Problem:
From the post below titled "Ev’ry Time We Say Goodbye…", list every emotion the writer says they have moved between this week.

Excerpt to read:
Ev’ry Time We Say Goodbye…

This week I heard from a friend the horrible news that her daughter had HIV.  Even though it’s 30 years later the diagnosis still sounds like a death knell, still gives me shivers.  Her daughter is young, early 20’s.  She trusted someone she loved and shouldn’t have.

I’ve moved between rage, anger and sadness this week as I think of this young woman.  The young man who infected her is dead of AIDS, already.  He left it untreated, or something.  Belinda* got herself tested about two years ago after she found out that he had been lying to her, but it was negative so she thought she was safe.  He had not been faithful.  Obviously.  He had not been faithful to her with men he picked up from Craigslist.  Many men.  For years.  He’d led her to think he was still pondering what way he would eventually go, homosexual, bi or straight.  She believed him. In the meantime, he would be her boyfriend.

Belinda made any number of classic young woman mistakes.  But that’s neither here nor there now.  It’s the aftermath of the breakup that has me angry.  Really frothingly angry.

Data:

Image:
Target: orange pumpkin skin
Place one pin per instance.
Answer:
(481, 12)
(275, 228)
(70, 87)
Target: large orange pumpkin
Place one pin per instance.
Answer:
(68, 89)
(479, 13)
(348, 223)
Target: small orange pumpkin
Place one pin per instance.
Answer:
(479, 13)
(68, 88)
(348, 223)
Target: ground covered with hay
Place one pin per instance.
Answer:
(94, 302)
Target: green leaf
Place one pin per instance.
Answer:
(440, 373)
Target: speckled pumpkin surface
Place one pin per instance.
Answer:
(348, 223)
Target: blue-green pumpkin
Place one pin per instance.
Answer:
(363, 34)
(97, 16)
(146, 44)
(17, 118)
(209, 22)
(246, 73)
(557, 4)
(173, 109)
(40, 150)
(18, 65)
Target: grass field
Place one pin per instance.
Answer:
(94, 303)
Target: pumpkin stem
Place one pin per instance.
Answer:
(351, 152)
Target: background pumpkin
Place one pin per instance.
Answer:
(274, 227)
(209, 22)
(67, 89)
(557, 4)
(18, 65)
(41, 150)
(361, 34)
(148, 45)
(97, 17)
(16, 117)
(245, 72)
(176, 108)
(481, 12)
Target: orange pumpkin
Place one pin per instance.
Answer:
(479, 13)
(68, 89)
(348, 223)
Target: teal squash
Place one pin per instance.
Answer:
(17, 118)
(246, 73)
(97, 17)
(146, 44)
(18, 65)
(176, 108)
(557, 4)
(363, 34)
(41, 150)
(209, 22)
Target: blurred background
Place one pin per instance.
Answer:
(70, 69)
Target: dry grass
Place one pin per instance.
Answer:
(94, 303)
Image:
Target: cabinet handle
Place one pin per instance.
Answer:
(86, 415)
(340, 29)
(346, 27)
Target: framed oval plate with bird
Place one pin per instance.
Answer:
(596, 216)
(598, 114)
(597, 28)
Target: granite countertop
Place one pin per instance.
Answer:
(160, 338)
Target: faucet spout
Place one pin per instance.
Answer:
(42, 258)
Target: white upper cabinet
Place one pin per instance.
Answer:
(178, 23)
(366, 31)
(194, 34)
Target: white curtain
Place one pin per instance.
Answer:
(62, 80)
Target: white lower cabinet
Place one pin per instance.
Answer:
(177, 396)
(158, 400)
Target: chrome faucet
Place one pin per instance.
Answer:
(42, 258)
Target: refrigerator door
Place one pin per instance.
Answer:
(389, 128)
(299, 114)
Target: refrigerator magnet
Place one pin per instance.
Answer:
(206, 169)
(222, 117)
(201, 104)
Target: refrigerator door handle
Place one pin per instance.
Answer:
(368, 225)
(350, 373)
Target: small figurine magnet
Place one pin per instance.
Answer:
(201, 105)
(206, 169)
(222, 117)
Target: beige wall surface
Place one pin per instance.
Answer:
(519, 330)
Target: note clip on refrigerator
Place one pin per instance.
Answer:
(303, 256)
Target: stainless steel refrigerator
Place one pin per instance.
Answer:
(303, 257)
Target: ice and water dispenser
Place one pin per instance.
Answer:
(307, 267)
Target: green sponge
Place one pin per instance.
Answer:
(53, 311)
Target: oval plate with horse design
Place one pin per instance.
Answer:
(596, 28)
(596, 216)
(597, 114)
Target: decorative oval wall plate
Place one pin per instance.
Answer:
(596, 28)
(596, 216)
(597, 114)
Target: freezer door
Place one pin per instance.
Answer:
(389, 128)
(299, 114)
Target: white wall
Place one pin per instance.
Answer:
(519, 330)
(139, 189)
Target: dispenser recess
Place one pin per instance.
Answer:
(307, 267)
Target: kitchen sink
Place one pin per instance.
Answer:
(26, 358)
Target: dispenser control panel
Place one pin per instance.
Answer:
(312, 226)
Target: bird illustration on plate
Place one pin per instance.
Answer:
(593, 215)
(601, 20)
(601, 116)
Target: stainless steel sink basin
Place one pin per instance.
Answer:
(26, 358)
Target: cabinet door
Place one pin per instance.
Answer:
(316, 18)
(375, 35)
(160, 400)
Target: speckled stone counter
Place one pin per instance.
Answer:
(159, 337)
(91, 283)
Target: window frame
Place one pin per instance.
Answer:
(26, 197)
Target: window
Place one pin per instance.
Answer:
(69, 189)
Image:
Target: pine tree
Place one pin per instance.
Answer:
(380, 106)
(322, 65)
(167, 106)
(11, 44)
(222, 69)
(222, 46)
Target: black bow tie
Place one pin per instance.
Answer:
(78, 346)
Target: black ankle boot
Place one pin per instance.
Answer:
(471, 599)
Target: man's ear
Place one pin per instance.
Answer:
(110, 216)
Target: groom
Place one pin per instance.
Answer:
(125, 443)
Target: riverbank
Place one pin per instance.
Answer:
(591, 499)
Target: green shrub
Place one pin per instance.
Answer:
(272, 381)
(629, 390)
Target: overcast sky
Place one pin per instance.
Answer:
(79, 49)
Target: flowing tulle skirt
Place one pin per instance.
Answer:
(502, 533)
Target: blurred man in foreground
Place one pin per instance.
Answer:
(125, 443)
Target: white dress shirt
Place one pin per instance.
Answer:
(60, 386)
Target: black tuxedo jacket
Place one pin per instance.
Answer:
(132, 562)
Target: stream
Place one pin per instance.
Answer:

Solution to this task:
rage, anger, sadness